**Exercise prompt:** Copy the lines below word for word, from the first one through the line containing "xmin=316 ymin=295 xmax=706 ymax=768", with both ends included. Leave the pictures out of your copy.

Lines on locating named things
◇ ◇ ◇

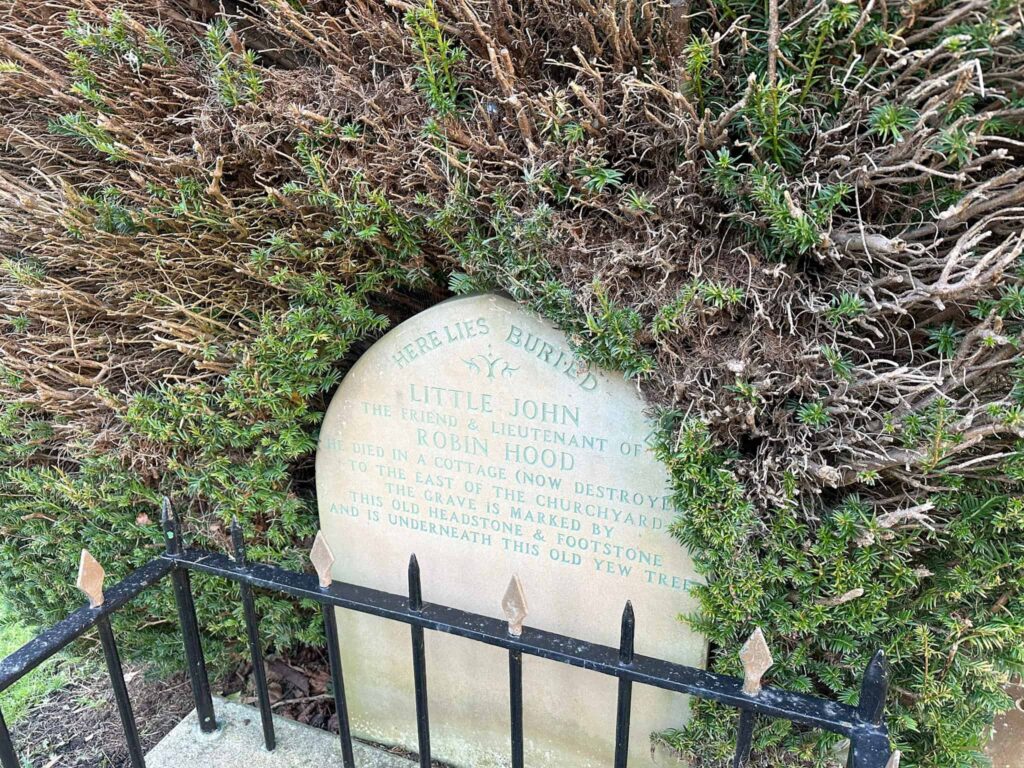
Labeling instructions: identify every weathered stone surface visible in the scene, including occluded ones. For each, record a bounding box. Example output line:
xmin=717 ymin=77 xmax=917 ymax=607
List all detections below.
xmin=316 ymin=296 xmax=706 ymax=768
xmin=145 ymin=698 xmax=416 ymax=768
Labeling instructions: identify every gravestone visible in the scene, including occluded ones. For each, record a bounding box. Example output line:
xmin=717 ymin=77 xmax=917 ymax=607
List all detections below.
xmin=316 ymin=295 xmax=706 ymax=768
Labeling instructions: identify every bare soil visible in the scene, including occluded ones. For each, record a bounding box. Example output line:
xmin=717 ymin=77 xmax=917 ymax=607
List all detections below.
xmin=11 ymin=667 xmax=193 ymax=768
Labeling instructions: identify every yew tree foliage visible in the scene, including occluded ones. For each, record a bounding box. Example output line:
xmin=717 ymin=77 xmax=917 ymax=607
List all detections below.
xmin=0 ymin=0 xmax=1024 ymax=768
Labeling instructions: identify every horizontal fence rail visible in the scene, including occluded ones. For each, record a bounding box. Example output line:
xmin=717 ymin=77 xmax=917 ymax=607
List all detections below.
xmin=0 ymin=502 xmax=899 ymax=768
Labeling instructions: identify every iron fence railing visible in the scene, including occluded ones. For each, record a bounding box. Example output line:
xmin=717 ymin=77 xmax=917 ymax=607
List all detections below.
xmin=0 ymin=501 xmax=899 ymax=768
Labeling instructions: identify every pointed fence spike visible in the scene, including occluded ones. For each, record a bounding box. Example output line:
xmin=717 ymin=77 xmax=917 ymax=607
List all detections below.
xmin=309 ymin=530 xmax=334 ymax=589
xmin=618 ymin=600 xmax=637 ymax=664
xmin=160 ymin=496 xmax=181 ymax=555
xmin=857 ymin=649 xmax=889 ymax=725
xmin=231 ymin=517 xmax=246 ymax=563
xmin=75 ymin=549 xmax=106 ymax=608
xmin=502 ymin=575 xmax=529 ymax=637
xmin=739 ymin=627 xmax=775 ymax=696
xmin=409 ymin=552 xmax=423 ymax=611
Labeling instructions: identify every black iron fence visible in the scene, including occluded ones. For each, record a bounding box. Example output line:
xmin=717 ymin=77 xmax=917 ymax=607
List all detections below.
xmin=0 ymin=501 xmax=899 ymax=768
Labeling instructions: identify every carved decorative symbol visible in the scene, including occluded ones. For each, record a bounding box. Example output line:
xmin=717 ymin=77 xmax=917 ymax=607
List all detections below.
xmin=462 ymin=347 xmax=519 ymax=379
xmin=502 ymin=575 xmax=529 ymax=637
xmin=309 ymin=530 xmax=334 ymax=588
xmin=75 ymin=549 xmax=106 ymax=608
xmin=739 ymin=627 xmax=775 ymax=696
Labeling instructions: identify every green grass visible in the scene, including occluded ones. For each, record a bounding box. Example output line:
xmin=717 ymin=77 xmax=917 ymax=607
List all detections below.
xmin=0 ymin=601 xmax=65 ymax=725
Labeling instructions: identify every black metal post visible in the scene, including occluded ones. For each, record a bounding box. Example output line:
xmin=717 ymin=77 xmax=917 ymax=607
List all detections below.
xmin=96 ymin=616 xmax=145 ymax=768
xmin=162 ymin=498 xmax=217 ymax=733
xmin=231 ymin=520 xmax=278 ymax=752
xmin=409 ymin=555 xmax=430 ymax=768
xmin=509 ymin=650 xmax=522 ymax=768
xmin=321 ymin=605 xmax=355 ymax=768
xmin=857 ymin=650 xmax=889 ymax=725
xmin=0 ymin=710 xmax=22 ymax=768
xmin=732 ymin=710 xmax=754 ymax=768
xmin=615 ymin=601 xmax=636 ymax=768
xmin=847 ymin=650 xmax=890 ymax=768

◇ ◇ ◇

**Complete answer:**
Labeling instructions: identify every weathered stone surface visible in the scene, including occluded ones. For each, record a bounding box. Example output line:
xmin=717 ymin=77 xmax=917 ymax=607
List all detections below.
xmin=316 ymin=296 xmax=706 ymax=768
xmin=145 ymin=698 xmax=416 ymax=768
Labeling instructions: identify every gravestone visible in the scene, including occluded ones. For each, record a bounding box. Example output line:
xmin=717 ymin=77 xmax=917 ymax=607
List all detections below.
xmin=316 ymin=295 xmax=706 ymax=768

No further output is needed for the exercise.